◆ **JOB**
Working from the line that contains "Can you see the garage" down to the last line below, repeat each line exactly.

◆ **EXERCISE DATA**
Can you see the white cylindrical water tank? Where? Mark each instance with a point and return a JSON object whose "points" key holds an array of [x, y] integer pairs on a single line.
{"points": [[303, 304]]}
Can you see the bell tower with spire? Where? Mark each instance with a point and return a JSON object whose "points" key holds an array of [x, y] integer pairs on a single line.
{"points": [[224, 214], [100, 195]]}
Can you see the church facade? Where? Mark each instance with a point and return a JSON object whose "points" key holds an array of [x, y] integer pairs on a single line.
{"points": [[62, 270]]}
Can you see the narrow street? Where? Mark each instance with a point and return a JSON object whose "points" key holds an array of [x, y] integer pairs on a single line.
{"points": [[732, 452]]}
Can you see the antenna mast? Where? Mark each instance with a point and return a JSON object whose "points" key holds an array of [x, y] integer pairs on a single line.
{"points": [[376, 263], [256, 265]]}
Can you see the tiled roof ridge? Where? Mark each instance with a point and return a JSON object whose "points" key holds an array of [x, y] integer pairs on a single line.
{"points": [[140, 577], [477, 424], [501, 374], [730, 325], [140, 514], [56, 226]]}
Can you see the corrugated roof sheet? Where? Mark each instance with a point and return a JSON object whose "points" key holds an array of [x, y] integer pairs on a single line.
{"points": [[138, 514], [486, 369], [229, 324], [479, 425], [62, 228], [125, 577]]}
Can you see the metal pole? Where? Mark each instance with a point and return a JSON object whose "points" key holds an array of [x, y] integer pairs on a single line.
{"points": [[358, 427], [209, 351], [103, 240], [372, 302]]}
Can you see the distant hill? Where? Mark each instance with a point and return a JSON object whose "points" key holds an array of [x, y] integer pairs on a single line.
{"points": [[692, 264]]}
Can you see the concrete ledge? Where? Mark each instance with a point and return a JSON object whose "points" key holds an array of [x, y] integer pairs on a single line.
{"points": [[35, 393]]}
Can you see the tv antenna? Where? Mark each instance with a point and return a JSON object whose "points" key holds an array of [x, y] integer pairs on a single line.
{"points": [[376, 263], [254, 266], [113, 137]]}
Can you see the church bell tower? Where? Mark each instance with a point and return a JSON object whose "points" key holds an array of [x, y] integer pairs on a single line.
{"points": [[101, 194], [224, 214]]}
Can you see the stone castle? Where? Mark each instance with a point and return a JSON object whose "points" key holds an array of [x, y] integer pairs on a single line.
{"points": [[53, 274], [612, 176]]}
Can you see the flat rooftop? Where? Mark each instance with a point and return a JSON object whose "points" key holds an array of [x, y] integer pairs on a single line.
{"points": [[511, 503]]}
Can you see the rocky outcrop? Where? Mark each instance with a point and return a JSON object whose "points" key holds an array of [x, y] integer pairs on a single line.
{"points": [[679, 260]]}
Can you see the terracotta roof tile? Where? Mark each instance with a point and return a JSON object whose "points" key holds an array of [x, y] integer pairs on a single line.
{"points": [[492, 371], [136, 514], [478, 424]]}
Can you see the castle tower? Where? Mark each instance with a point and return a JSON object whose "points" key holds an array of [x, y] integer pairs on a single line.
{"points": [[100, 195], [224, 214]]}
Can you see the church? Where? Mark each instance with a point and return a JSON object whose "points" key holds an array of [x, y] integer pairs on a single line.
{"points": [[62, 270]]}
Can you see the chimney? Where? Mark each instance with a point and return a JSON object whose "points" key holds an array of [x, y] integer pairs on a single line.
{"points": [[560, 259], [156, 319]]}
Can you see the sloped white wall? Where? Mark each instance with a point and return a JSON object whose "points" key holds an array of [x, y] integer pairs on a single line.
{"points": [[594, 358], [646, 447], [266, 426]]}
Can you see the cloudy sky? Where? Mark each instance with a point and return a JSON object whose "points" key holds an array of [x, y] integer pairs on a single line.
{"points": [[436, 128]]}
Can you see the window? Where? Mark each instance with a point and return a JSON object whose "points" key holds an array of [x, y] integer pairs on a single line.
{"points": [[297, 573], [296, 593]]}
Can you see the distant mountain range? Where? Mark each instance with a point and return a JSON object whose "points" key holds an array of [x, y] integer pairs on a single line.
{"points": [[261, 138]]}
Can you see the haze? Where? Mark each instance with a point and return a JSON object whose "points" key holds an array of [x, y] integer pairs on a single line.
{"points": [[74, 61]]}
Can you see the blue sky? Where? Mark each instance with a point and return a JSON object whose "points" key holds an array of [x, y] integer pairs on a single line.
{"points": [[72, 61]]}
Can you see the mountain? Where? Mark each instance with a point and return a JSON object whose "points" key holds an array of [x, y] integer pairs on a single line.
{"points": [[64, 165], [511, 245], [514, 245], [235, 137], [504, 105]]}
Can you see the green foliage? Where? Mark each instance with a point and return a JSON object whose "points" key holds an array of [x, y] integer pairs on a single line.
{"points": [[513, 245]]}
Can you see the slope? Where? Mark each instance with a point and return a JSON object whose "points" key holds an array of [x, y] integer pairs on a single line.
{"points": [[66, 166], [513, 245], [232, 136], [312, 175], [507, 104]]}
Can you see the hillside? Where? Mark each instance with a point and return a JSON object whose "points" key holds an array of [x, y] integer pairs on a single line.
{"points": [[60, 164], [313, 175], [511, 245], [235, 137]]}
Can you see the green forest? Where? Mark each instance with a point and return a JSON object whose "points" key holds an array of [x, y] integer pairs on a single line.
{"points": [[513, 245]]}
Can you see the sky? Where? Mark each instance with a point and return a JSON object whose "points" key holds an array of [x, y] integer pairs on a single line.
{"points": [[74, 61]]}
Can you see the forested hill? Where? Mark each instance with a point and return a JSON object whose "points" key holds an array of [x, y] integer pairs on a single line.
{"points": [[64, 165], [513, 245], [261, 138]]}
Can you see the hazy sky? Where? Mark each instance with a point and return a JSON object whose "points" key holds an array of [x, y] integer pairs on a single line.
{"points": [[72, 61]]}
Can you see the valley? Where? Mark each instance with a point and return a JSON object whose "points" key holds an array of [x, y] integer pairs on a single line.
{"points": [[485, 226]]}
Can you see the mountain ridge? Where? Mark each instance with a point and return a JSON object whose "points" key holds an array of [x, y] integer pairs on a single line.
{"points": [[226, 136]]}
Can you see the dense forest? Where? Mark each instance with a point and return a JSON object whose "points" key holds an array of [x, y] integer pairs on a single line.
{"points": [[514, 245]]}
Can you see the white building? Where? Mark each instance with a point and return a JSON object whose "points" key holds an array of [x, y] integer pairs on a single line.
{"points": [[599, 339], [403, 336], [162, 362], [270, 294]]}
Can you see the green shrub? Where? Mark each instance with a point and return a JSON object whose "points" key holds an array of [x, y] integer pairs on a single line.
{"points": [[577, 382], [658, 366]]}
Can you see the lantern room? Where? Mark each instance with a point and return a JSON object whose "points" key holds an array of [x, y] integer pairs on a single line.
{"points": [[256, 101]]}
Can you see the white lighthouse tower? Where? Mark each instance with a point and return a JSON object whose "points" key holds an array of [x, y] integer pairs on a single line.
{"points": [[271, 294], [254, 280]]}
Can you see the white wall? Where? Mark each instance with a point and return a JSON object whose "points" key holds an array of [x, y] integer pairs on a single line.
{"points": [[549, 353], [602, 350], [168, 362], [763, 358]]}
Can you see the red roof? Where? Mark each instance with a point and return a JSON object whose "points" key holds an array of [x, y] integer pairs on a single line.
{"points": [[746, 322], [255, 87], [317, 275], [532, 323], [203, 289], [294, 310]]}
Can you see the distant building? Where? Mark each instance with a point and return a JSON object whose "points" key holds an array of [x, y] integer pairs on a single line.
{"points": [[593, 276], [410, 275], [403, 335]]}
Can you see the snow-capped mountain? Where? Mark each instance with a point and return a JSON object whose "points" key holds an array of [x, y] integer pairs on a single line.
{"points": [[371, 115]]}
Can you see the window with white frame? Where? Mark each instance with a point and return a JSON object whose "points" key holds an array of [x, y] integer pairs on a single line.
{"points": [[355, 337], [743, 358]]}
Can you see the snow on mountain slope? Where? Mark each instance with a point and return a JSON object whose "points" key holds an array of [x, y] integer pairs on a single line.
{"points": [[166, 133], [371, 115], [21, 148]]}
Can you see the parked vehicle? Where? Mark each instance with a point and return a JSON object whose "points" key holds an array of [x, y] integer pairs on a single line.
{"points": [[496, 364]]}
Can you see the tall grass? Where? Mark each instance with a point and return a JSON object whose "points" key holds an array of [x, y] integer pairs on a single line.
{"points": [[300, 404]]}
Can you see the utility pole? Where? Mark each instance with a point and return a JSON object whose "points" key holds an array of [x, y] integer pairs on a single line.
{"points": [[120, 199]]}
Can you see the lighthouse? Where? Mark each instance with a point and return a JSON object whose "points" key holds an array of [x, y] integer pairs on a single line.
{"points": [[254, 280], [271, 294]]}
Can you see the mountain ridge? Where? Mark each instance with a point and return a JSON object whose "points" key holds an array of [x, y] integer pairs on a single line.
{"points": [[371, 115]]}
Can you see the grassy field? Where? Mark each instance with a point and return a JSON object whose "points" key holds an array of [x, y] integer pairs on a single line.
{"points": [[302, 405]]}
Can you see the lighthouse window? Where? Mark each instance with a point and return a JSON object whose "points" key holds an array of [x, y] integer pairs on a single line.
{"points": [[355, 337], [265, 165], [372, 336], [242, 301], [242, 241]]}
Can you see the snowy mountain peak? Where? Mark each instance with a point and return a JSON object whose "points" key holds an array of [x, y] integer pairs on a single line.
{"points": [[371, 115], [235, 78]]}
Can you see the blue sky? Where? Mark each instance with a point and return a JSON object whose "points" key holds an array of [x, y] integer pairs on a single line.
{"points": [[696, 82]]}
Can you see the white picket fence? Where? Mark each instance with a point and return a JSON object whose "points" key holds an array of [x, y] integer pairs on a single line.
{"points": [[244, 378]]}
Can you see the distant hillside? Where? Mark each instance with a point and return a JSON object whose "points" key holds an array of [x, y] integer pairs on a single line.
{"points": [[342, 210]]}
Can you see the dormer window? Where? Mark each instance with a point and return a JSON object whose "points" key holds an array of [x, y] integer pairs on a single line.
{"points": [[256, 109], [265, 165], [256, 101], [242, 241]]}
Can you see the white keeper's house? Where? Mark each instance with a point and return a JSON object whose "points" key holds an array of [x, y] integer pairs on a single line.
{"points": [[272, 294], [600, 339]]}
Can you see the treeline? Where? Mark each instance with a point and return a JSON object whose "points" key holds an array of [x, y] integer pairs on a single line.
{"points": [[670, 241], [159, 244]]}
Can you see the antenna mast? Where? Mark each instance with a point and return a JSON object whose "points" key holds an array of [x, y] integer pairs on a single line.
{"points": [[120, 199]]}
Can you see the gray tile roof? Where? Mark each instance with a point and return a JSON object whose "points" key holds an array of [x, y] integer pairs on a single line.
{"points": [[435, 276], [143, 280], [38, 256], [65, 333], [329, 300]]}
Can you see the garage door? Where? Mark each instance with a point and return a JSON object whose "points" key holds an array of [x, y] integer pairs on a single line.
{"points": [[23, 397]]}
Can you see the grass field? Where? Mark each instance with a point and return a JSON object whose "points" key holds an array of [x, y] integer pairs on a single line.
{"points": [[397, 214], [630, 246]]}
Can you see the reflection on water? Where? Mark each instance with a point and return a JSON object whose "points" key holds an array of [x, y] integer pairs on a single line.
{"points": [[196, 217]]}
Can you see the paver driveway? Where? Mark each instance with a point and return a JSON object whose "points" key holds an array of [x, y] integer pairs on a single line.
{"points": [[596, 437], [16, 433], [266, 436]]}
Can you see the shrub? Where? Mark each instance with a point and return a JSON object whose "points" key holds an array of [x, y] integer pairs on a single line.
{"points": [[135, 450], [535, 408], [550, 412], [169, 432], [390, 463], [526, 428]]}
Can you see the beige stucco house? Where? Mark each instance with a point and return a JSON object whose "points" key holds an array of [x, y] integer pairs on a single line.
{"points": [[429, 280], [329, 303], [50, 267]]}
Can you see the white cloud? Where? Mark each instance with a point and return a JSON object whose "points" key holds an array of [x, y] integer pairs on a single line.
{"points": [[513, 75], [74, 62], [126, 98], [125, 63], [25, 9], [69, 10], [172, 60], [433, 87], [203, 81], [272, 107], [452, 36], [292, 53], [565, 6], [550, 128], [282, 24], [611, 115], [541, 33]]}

◆ **PROBLEM SOLUTION**
Can you see the garage door? Where? Mark each instance with a point and return a JSON object whose "points" key holds an array of [x, y] integer pairs on a single line.
{"points": [[23, 397]]}
Can you see the grass field? Where? Mark each instance with a point and return a JSON object whose "points" key holds an array of [x, y] integer pairs on a single line.
{"points": [[397, 214], [630, 246]]}
Can you see the reflection on water? Where? Mark each instance with a point and return a JSON object whose "points" key holds an array of [x, y] integer pairs on a single line.
{"points": [[196, 217]]}
Can you see the paver driveway? Where? Mark each instance with a point and return a JSON object whose "points" key holds an array of [x, y] integer pairs on a single line.
{"points": [[596, 437], [16, 433], [266, 436]]}
Can you see the shrub? Where? Mark each instance with a point and return a JSON object whose "points" key holds an array of [x, y] integer pairs on a single line.
{"points": [[135, 450], [535, 408], [550, 412], [169, 432], [390, 463], [526, 428]]}
Can you see the beige stucco house? Where? Mark each instance with a point and return a JSON object whose "points" key holds an array of [x, y] integer pairs on a single line.
{"points": [[429, 280], [329, 303], [50, 267]]}
Can you see the white cloud? Where? Mark each instance with a point and return a JSON object whose "points" key holds an array of [x, y] integer pairs on a single line.
{"points": [[513, 75], [74, 62], [126, 98], [125, 63], [25, 9], [69, 10], [172, 60], [433, 87], [203, 81], [272, 107], [452, 36], [292, 53], [565, 6], [550, 128], [282, 24], [611, 115], [541, 33]]}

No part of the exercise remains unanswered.